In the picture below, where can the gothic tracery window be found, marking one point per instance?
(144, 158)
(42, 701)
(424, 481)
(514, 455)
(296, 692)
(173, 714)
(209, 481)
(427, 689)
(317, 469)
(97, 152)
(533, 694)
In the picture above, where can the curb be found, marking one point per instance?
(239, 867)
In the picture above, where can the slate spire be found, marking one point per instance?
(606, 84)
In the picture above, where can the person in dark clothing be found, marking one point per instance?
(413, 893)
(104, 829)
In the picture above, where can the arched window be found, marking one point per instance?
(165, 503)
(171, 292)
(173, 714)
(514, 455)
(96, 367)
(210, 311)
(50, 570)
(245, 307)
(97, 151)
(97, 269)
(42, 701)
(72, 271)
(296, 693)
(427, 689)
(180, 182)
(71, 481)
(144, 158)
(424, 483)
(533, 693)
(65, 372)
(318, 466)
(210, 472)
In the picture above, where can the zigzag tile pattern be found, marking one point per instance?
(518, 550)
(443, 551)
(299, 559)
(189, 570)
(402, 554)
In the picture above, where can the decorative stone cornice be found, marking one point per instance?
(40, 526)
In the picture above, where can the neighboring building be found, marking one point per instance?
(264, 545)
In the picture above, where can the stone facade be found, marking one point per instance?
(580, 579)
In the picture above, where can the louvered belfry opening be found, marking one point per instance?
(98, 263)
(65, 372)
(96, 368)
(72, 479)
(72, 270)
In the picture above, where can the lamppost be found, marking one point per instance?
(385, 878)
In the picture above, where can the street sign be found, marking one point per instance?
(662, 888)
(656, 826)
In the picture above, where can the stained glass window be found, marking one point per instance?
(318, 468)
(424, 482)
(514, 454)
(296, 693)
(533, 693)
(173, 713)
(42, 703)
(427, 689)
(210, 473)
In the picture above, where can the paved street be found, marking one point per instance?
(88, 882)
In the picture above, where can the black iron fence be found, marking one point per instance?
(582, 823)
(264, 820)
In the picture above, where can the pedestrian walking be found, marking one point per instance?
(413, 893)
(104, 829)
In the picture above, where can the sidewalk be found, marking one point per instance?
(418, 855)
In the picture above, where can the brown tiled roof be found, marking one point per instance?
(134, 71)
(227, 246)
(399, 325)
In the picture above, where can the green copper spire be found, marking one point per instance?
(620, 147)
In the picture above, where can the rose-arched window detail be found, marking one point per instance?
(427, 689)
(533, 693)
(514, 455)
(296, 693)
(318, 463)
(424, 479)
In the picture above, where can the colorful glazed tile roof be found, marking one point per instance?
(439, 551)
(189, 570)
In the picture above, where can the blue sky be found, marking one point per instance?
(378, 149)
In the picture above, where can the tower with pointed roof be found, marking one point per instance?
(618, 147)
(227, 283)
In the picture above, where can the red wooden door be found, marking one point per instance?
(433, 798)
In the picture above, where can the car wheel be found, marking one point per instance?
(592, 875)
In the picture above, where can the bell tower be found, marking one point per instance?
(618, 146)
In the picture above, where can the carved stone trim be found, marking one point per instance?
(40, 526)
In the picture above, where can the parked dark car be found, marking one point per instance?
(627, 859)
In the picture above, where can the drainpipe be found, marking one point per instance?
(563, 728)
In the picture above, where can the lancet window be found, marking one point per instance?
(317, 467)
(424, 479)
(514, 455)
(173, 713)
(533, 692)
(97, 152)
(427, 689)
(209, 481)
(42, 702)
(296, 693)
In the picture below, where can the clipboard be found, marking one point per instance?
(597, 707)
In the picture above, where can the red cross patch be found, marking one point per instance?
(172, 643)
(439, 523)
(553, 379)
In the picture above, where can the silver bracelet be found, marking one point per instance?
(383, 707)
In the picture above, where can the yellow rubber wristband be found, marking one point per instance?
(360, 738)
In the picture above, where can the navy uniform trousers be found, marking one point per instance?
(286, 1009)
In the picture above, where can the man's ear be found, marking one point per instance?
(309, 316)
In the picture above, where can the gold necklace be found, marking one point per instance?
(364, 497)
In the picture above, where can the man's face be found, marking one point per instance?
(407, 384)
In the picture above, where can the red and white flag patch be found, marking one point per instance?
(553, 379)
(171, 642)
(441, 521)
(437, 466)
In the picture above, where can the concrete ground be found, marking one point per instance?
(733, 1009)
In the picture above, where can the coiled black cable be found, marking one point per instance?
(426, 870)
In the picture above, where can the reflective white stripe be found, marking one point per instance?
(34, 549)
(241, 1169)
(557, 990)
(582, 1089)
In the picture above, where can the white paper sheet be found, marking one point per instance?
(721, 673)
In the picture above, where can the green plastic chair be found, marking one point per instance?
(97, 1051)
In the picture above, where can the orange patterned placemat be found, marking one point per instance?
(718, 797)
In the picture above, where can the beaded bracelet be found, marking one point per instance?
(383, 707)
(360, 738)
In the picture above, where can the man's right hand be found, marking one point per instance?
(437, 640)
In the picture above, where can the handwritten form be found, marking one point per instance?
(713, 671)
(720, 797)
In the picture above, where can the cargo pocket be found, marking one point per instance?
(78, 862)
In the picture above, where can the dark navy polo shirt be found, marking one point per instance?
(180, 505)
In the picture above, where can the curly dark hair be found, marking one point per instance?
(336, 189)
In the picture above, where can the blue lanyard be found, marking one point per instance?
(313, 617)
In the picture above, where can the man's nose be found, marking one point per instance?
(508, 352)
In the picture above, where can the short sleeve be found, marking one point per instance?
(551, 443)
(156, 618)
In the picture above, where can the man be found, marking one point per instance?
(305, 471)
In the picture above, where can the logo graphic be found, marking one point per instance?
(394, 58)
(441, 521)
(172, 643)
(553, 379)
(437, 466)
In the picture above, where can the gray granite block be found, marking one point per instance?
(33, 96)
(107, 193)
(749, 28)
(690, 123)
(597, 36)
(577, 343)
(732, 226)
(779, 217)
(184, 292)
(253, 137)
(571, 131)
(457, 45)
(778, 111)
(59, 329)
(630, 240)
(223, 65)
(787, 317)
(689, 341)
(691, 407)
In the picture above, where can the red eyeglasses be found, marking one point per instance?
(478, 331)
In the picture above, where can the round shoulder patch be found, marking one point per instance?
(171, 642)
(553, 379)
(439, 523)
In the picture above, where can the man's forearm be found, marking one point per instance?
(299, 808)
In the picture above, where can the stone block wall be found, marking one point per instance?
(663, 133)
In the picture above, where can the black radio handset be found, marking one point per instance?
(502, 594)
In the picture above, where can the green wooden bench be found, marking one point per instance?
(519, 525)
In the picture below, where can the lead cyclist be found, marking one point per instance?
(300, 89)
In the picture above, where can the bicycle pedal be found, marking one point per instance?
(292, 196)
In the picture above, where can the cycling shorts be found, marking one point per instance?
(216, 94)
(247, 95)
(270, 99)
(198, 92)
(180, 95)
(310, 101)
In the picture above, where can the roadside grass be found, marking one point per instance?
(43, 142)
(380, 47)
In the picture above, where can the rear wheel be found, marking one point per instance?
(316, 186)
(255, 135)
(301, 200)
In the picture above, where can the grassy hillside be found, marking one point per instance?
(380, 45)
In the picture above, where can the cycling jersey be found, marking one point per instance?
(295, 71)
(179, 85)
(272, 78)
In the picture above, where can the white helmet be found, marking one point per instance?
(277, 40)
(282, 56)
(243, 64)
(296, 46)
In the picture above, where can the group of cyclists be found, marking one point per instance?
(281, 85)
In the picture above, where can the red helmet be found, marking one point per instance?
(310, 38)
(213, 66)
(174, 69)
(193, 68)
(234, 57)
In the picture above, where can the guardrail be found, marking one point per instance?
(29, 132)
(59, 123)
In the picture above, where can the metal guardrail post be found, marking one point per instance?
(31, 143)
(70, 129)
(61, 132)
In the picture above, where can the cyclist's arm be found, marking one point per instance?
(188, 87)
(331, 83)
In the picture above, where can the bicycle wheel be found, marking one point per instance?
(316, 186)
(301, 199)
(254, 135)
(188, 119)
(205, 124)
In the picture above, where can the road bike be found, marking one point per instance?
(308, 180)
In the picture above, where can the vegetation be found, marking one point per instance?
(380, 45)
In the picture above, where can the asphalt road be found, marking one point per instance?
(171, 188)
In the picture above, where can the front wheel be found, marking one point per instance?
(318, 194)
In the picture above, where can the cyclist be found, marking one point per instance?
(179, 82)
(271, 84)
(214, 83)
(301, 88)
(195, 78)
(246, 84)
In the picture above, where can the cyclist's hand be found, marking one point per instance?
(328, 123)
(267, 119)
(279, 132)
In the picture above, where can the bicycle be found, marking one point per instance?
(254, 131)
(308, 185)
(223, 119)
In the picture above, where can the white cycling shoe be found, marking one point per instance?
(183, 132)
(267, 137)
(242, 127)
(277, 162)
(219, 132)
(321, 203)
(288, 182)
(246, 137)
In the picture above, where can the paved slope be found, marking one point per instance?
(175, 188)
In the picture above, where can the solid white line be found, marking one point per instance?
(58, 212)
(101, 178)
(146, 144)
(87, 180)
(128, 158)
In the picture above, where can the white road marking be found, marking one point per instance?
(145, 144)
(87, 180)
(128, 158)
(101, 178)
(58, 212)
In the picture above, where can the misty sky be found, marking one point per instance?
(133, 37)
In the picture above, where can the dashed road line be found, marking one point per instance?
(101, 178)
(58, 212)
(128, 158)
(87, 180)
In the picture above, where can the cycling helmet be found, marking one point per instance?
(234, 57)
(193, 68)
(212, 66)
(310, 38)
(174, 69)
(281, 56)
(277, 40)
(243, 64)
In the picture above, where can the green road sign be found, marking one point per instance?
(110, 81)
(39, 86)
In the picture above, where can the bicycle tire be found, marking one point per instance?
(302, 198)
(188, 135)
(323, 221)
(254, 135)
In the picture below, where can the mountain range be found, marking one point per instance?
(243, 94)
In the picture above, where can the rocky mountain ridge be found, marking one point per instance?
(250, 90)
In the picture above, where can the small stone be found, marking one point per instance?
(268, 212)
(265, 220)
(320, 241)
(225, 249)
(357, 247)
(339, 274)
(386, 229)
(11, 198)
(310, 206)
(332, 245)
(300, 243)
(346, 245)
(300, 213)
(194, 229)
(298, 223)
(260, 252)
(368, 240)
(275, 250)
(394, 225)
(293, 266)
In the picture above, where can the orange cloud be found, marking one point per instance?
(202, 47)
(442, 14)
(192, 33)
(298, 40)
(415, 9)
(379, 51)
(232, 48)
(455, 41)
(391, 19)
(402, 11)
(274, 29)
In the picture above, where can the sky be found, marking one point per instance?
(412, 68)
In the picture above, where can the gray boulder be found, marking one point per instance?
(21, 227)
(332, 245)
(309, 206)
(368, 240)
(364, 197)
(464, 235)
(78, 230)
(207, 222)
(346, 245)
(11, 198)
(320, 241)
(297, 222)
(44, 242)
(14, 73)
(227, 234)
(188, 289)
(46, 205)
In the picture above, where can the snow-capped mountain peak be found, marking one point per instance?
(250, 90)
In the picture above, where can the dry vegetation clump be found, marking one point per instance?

----------------

### EXERCISE AIM
Reproduce word for word the lines of the material starting with the line that contains "In the picture above, where can the yellow" and going on through the line that contains "(733, 1009)", both of these included.

### OUTPUT FOR THIS TASK
In the picture above, where can the yellow rubber wristband be found, marking one point per instance?
(360, 738)
In the picture above, where can the navy uniform trousers be found, marking one point per instance?
(286, 1009)
In the picture above, where can the man's ear be found, marking one point per instance?
(309, 316)
In the picture above, where can the gold necklace be found, marking one point per instance?
(364, 497)
In the picture above, where can the man's face be found, marking one point per instance?
(407, 384)
In the picture above, where can the red and white flag patch be found, marking one point per instance?
(553, 379)
(171, 642)
(441, 521)
(437, 466)
In the picture above, where can the concrete ground be found, marking one point per instance?
(733, 1009)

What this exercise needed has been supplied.